--- TASK MATERIAL ---

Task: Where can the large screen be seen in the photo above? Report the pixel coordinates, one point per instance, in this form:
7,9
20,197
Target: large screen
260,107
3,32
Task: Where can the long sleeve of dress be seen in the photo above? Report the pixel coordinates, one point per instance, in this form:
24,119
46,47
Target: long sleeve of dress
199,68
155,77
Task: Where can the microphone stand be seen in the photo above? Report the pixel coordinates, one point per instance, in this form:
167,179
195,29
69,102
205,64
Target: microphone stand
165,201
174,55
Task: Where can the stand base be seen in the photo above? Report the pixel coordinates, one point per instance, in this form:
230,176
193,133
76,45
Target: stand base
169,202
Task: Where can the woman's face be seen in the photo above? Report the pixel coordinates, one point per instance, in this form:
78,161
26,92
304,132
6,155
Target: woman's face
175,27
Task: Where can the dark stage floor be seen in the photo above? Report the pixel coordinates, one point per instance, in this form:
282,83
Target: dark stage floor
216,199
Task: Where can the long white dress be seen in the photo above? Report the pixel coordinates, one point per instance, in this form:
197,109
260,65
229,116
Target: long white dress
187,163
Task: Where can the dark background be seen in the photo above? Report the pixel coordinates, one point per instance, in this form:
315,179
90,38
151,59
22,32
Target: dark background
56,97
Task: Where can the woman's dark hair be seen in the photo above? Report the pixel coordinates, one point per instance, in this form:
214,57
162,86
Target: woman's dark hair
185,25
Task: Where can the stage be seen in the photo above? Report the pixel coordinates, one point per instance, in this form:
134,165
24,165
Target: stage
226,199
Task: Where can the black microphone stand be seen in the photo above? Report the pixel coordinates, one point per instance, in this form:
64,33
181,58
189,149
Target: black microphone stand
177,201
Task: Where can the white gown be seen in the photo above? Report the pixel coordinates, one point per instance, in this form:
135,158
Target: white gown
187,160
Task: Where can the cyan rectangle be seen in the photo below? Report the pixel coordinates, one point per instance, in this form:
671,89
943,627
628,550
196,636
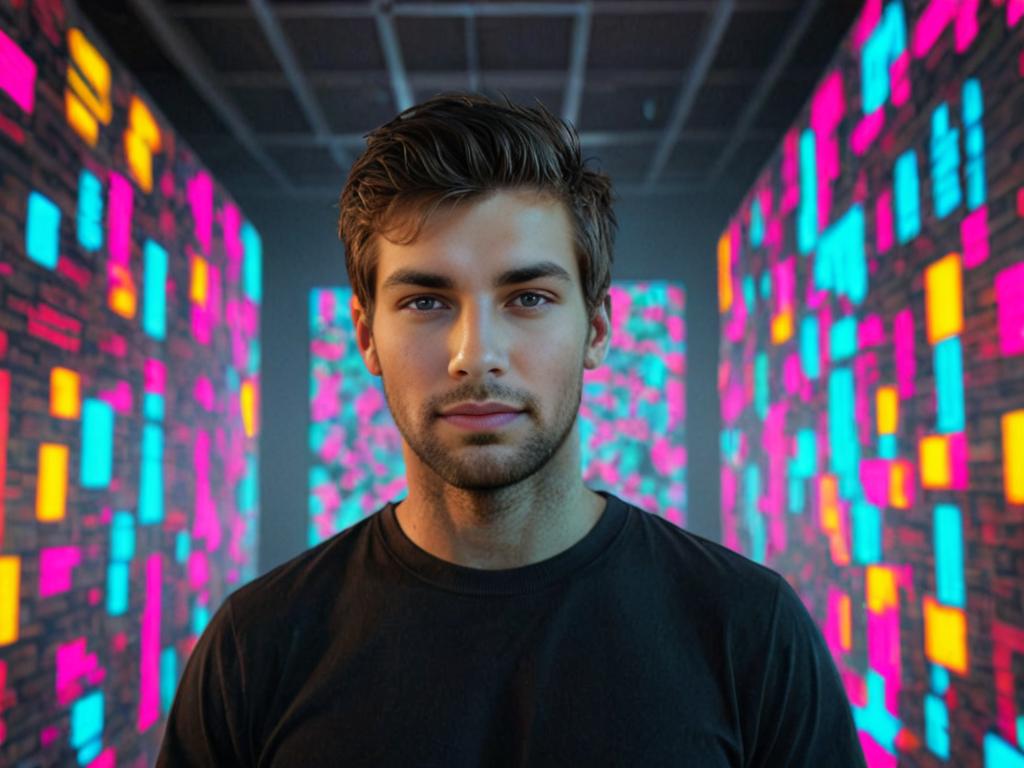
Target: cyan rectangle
151,489
155,290
97,443
42,230
949,385
86,718
807,213
90,212
948,529
118,584
843,343
866,534
252,268
810,347
907,197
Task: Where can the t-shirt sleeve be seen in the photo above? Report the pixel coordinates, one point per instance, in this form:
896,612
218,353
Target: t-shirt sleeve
805,717
205,724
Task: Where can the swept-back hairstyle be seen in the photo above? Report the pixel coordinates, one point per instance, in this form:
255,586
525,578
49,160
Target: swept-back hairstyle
459,146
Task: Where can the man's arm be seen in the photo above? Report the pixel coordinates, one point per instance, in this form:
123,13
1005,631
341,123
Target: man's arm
805,717
204,726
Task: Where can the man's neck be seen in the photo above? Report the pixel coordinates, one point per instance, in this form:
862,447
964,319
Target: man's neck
508,528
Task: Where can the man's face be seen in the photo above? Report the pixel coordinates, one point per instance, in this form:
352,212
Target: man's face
455,324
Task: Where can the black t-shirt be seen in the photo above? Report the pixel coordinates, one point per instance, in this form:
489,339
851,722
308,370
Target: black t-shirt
640,645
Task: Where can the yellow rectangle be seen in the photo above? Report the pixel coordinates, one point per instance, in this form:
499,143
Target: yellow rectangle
781,327
1013,456
845,623
724,273
881,589
945,636
10,576
248,404
65,399
89,76
944,298
198,286
936,470
887,404
51,485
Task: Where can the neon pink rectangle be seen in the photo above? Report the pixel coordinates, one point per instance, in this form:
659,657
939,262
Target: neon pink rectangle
148,699
1010,309
55,565
974,232
884,219
875,478
17,74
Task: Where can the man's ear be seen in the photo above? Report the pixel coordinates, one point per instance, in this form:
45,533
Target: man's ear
365,337
599,334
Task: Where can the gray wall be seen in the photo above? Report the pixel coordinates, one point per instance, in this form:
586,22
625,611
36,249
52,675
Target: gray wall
659,238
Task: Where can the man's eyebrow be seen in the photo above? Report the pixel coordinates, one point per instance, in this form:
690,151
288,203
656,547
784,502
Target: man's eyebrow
409,276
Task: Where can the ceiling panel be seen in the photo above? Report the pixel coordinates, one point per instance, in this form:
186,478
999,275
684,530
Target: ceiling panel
335,43
524,43
626,109
232,45
432,44
662,41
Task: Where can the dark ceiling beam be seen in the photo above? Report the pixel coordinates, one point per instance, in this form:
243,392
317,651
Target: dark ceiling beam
587,138
519,79
711,39
784,52
300,87
448,9
179,47
388,37
578,62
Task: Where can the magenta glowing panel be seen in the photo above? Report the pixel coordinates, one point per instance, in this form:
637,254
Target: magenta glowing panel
871,380
129,391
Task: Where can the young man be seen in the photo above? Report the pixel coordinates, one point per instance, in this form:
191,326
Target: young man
503,613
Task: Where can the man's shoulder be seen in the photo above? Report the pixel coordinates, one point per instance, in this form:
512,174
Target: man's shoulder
289,587
702,558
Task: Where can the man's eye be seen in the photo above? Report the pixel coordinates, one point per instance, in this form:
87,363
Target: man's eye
530,301
417,303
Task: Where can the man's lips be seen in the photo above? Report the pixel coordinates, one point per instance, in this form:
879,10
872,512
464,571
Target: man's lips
482,421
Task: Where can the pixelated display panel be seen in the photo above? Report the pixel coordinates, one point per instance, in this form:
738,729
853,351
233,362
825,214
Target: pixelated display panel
871,291
129,391
631,415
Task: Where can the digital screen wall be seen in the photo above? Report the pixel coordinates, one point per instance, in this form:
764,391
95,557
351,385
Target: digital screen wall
129,388
631,416
871,290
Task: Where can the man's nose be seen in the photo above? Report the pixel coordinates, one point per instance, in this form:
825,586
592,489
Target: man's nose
477,343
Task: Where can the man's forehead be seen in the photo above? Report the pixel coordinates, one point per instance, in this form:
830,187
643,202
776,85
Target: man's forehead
502,240
442,279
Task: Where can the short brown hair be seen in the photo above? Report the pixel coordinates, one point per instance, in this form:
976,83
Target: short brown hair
459,146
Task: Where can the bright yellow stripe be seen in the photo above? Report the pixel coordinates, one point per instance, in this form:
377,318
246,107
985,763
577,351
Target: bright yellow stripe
1013,456
944,298
724,273
10,566
198,288
936,471
51,487
945,636
888,410
65,400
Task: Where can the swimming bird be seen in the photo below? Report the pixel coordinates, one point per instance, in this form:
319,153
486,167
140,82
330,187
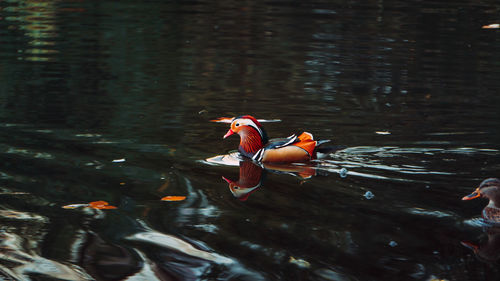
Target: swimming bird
255,144
490,189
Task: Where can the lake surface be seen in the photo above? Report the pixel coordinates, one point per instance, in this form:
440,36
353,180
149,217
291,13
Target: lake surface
112,101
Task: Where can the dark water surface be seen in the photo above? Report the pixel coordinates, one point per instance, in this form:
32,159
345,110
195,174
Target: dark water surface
111,100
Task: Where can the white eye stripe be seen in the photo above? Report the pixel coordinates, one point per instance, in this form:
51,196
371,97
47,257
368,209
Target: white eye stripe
250,123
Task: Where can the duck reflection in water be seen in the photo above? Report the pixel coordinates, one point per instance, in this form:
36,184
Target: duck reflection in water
489,249
490,189
252,176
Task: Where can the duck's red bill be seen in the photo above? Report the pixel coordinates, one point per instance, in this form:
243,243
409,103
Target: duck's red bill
229,132
473,195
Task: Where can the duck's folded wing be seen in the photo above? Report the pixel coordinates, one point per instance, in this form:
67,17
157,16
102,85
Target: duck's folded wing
278,143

---

Write out the entries again, exactly as given, skipping any images.

▶ **FINISHED ANSWER**
Task: Where can the large screen be seen in the photo above? Report the pixel coordinates, one point per instance, in this form:
7,9
20,197
Target: large screen
260,107
3,32
Task: Where can the long sleeve of dress be seen in the photo above? Report the pixel coordinates, one point per instance, in this form:
24,119
46,47
Target: long sleeve of dress
199,68
155,77
Task: Where can the microphone stand be seen in the photo above? Report the pixel coordinates, one point per instance, in this form:
167,179
195,29
69,102
205,64
Target: microphone stand
165,201
174,55
Task: Where can the stand base be seen in the photo above? Report the pixel coordinates, one point per instance, in this form:
230,176
193,133
76,45
Target: stand base
169,202
Task: Where can the woman's face be seen in the photo above? Report the pixel coordinates, one point per instance, in this form:
78,161
26,92
304,132
6,155
Target: woman's face
175,27
Task: Where can the dark stage floor be seen in the photo above? Report the pixel coordinates, one point per instance, in this form:
282,83
Target: dark stage floor
216,199
Task: Where can the long white dress be seen in the photo above? Report the pixel coordinates, one point per instance, in this form:
197,109
260,65
229,116
Target: long white dress
187,163
Task: Where can the dark background be seen in the photo above? Report the pixel coordinates, one point per instance, in this form:
315,179
90,38
151,59
22,32
Target: dark background
56,97
Task: Where can the woman's dark hair be seen in the photo above? Report the pixel coordinates, one point per instance, in this form:
214,57
162,86
Target: woman's dark hair
185,25
Task: Where can the stage be seen in the photo above? Report the pixel coordinates, one point per instance, in this form:
134,165
24,165
Target: stage
226,199
Task: Where can the black microphone stand be seen in the photo above? Report the pixel coordinates, one point per instance, in this form:
64,33
181,58
189,149
Target: black microphone stand
177,201
Task: Where can the white gown be seen in the photo above? Report the pixel coordinates, one point per instance, in this form:
135,158
Target: white gown
187,160
Task: Where can the cyan rectangle be seen in the photo below? Report the pixel coordinates, one point per instance, in this form:
671,89
943,627
628,550
196,636
Target: cyan rectangle
151,489
155,290
97,443
42,230
949,385
86,718
807,213
90,212
948,529
118,584
843,343
866,534
252,268
810,347
907,197
Task: Where can the t-shirt sleeve be seen in the photo above? Report the pixel coordinates, one point per instance, in this form:
896,612
218,353
Target: t-shirt sleeve
805,717
205,724
Task: Where can the swept-back hairstyle be seen in the photo above? Report the pixel coordinates, one point per instance, in this form:
255,586
525,578
49,160
Target: swept-back hairstyle
459,146
Task: Where can the man's arm be seen in the photo above? Report the pixel coordinates, one point per instance, in this form:
123,13
1005,631
341,123
Target: man's arm
805,717
204,726
Task: Where can the man's neck be seen in the photo above? Report the pixel coordinates, one point per instance, in this form:
862,447
964,319
Target: man's neck
508,528
Task: Where can the man's face be seen in the photo above? Report the pixel coordinates, one point per instance, in this form:
352,212
Target: man's face
455,324
Task: Where can the black t-shirt be seen in the photo above? Report the pixel coordinates, one point per instance, in this form:
489,339
851,722
308,370
Target: black t-shirt
640,645
Task: Where can the yellow rectangle be seen in the photo above? Report the pixel coordinates, one point per instance, in this form:
499,143
Target: yellow rectangle
781,327
1013,456
845,623
724,273
881,589
945,636
10,576
248,404
65,399
89,76
944,298
198,286
936,470
887,404
51,485
Task: Where can the neon pink rectangle be seen in the photo above? Report the pixel coordinates, one point per instance, in this form:
659,657
939,262
Target: neon pink rectangle
148,699
1010,309
55,565
974,232
884,219
875,478
17,74
Task: Where can the man's ear be seen in the photo above? Report the pixel coordinates, one point per instance, in this form:
45,533
Target: man's ear
365,337
599,334
Task: Where can the gray wall be seen in the photo above? Report the pixel coordinates, one point per instance, in this form:
586,22
625,611
36,249
52,675
Target: gray wall
659,238
Task: Where can the man's eyebrow be seen in the photo above? Report the pixel coordinates, one point per instance, in this form:
690,151
288,203
656,547
784,502
Target: man's eyebrow
409,276
Task: Where can the ceiling panel be seen in the photo above? Report the pixel coordinates, one point per instance, in this form:
186,478
999,275
684,530
Target: ceiling panel
335,43
524,43
626,109
232,45
432,44
662,41
Task: Where can the dark ceiling beam be seen in the photo above? Report the pixel coordinates, one point per instance, in this form:
243,392
317,651
Target: dark ceiling beam
587,138
519,79
711,39
784,52
300,87
448,9
179,47
388,37
578,62
Task: Where can the magenta glowing panel be seen in the photo above? Report the pixel coordinates, one point per instance, in this form:
637,254
Target: magenta glowing panel
871,380
129,391
Task: Where can the young man be seen in the photo above? Report the pixel coordinates, one point per instance, in this form:
191,326
Target: young man
503,613
Task: Where can the man's shoulder be seen in the photo above? Report the pixel coordinates, one point per instance, in this form:
512,174
Target: man's shoulder
289,587
702,558
Task: Where can the man's eye be seen in the photo above? Report the pixel coordinates, one point per instance, in this form:
87,363
Target: man's eye
530,301
417,303
Task: Where can the man's lips be seen in the photo above? Report the pixel coordinates, one point per instance, in this form:
879,10
872,512
464,571
Target: man's lips
482,421
Task: Where can the pixelated display panel be seen in the photo above? Report the pixel coordinates, one point per instance, in this form:
738,729
853,351
233,362
825,214
Target: pixelated display panel
871,291
129,391
631,415
Task: Where can the digital screen wall be seen in the photo above? Report the pixel coordinates, one point per instance, in this form:
764,391
95,557
351,385
Target: digital screen wall
129,388
631,416
871,290
Task: Where can the man's nose be seen in the photo above? Report the pixel coordinates, one point per instance, in this form:
825,586
592,489
Target: man's nose
477,343
Task: Where can the man's forehead be seen in the photo above? Report the pixel coordinates, one point per instance, in this form:
830,187
643,202
776,85
Target: man's forehead
502,240
442,279
Task: Where can the short brown hair be seen in the photo above? Report the pixel coordinates, one point per instance, in this form:
976,83
Target: short brown hair
459,146
Task: Where can the bright yellow stripe be seen in the photo above? Report the pixel coordinates, one point per instance, in this form:
377,318
246,107
985,763
577,351
Target: bright yellow stripe
1013,456
944,298
724,273
10,566
198,288
936,471
51,487
945,636
888,410
65,400
Task: Where can the swimming bird be seen in the photo below? Report the pixel coordinates, one point per instance, in this form:
319,153
486,167
140,82
330,187
Target: swimming bird
255,144
490,189
Task: Where can the lake surface be seen in the photo above? Report the pixel coordinates, one point per instance, in this form:
440,36
353,180
149,217
291,13
Target: lake surface
112,101
Task: Where can the dark water surface be seen in the photo above? Report the pixel coordinates, one point per instance, in this form:
32,159
345,110
195,174
Target: dark water surface
111,100
Task: Where can the white eye stripe be seen in the photo above? Report the pixel coordinates, one point per instance, in this form:
51,196
371,97
47,257
368,209
Target: white eye stripe
250,123
Task: Where can the duck reflection in water be seen in the photo above? Report the pixel coordinates, one point per instance, in this form:
36,184
Target: duck reflection in water
489,249
490,189
252,176
Task: Where can the duck's red bill be seen in the photo above? Report the pixel coordinates, one point per instance, in this form:
243,243
409,103
Target: duck's red bill
229,132
473,195
Task: Where can the duck's folded wing be seen in the photo above? Report the pixel coordinates, one point per instance, in this form:
67,17
157,16
102,85
Target: duck's folded wing
278,143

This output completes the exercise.